*** Document section ***
In the last two years, Lower Greenville — particularly Lowest Greenville, with its high concentration of food and drink destinations — has seen a number of high-profile restaurant closures. Clark Food & Wine, C'Viche and Remedy closed in 2016, with some owners citing heavy construction and parking issues as factors. Longstanding seafood institution Daddy Jack's closed in May, as did Crown & Harp, a 20-year-old dive bar and music venue. The Bottle Shop, a craft beer seller, closed in January 2017, citing changes in the neighborhood as a factor.
"We couldn't be happier about all of the development in the area, but the parking isn't really conducive for retail business, i.e., you can't just park, run in and get a growler filled or grab a six-pack and get outta there without having to valet park or walk half a mile," Stephanie Roethlisberger, the former general manager, said at the time. "So, in essence, it's just time."
Now, another Lower Greenville bar and restaurant is opening up about its struggles.
"Truth be told, the last 18 months have not been kind to us, either," the Blind Butcher's owners posted on Facebook on Wednesday afternoon. "Construction on Lower Greenville and more and more restaurants opening across the city have put a hurt on us, too. So instead of just closing the doors, we are choosing to fight back."
*** Raw records ***
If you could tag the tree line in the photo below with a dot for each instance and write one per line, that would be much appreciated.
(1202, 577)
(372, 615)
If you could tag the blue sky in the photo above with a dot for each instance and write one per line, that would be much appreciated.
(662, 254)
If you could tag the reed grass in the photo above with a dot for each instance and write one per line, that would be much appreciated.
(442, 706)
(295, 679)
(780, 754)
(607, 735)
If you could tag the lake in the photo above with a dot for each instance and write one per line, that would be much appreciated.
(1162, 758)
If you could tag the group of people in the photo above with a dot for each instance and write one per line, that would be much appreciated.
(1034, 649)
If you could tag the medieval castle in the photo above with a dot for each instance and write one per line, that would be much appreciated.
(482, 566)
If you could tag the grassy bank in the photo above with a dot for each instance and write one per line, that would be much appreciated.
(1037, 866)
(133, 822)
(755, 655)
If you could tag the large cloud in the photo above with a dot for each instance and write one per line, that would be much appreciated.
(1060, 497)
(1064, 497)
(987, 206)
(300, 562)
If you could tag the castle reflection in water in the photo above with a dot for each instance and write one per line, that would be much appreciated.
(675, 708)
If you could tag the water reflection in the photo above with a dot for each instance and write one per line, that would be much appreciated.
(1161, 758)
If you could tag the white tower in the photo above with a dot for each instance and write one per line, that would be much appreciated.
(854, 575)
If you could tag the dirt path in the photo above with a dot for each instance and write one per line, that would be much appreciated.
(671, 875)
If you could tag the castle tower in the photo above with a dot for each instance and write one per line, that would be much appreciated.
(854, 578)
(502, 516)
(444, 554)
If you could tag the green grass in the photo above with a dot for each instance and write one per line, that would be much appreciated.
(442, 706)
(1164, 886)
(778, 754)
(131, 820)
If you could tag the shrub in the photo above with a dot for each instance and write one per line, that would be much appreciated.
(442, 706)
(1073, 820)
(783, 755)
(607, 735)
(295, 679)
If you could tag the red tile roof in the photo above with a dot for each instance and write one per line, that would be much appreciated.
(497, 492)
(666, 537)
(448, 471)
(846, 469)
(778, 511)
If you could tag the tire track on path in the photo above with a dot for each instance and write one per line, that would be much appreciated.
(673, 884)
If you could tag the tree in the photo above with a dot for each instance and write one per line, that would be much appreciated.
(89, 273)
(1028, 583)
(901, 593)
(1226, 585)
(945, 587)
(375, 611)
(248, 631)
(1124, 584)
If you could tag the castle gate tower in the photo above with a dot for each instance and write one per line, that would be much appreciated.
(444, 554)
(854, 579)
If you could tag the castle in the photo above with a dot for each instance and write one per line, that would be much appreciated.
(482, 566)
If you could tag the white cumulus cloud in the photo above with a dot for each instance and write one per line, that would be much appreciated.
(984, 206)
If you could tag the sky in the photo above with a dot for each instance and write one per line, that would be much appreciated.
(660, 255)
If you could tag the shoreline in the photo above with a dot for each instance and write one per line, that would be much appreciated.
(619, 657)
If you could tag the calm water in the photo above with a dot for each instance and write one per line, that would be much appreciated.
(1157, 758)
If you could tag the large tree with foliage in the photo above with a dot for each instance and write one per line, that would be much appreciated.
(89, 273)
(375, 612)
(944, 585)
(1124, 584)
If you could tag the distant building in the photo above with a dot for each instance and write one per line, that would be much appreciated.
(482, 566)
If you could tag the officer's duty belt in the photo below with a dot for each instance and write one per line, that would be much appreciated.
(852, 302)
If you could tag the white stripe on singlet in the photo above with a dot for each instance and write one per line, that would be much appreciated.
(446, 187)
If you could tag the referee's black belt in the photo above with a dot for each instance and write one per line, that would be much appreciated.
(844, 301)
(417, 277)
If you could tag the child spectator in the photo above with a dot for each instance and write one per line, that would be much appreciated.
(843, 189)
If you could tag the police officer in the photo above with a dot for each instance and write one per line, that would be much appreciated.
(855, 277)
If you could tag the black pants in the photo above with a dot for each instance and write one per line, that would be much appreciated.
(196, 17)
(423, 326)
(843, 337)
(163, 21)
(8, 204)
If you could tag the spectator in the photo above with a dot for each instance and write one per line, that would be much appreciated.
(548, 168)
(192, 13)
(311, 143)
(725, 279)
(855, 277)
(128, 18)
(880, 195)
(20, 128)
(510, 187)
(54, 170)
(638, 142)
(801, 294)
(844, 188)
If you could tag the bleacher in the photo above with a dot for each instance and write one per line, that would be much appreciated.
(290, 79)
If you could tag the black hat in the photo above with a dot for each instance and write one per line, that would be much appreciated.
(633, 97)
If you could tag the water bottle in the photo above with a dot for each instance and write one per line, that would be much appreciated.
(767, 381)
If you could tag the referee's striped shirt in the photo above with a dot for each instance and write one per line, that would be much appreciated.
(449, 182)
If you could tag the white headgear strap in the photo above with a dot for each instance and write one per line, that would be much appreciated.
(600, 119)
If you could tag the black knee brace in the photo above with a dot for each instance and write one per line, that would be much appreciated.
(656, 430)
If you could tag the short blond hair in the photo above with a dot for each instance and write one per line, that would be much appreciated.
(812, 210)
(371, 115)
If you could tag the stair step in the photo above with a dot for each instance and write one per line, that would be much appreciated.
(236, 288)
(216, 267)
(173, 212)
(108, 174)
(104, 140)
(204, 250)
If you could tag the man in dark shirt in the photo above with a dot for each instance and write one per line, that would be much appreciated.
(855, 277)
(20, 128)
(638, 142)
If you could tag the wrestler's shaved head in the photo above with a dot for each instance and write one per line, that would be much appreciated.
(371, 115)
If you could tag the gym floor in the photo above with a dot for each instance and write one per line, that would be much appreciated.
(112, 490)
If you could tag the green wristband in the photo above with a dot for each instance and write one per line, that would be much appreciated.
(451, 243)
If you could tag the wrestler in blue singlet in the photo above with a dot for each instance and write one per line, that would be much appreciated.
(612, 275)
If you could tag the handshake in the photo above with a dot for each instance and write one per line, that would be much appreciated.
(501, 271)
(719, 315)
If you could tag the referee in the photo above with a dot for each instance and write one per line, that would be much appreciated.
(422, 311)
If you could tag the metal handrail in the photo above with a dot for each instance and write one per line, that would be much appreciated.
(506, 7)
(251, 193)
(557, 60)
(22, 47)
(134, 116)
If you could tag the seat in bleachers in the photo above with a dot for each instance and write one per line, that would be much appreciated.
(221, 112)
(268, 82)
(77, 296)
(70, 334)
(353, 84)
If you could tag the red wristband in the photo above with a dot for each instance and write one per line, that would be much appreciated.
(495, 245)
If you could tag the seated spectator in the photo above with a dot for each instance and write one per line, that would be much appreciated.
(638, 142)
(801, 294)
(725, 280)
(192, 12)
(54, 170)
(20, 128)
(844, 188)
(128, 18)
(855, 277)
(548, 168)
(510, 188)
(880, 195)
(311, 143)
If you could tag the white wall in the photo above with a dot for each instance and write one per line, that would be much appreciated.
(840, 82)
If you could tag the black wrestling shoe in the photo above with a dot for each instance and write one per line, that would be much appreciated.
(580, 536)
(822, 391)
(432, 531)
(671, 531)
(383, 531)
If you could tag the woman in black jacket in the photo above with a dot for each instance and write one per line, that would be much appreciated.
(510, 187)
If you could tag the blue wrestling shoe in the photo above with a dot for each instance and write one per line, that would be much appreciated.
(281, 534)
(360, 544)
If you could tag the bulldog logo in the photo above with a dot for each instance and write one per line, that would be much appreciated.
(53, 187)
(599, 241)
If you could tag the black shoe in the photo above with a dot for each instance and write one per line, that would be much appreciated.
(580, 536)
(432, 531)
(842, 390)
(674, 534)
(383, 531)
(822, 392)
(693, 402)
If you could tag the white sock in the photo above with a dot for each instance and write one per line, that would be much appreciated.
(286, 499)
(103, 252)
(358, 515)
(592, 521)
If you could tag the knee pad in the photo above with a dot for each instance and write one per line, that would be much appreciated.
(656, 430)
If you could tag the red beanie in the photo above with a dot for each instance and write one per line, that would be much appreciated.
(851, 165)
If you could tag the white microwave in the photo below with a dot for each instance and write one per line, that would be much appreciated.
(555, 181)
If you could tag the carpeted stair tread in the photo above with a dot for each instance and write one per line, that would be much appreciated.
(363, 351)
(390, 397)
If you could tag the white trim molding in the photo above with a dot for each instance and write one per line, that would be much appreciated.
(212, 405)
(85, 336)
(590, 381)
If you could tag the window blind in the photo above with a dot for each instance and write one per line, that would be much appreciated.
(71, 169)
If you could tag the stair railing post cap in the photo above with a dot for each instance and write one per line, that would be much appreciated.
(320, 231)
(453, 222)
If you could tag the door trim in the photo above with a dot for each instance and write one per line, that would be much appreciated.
***
Task
Name every business that the Lower Greenville article above reports as having closed.

Answer to this task
Clark Food & Wine
C'Viche
Remedy
Daddy Jack's
Crown & Harp
The Bottle Shop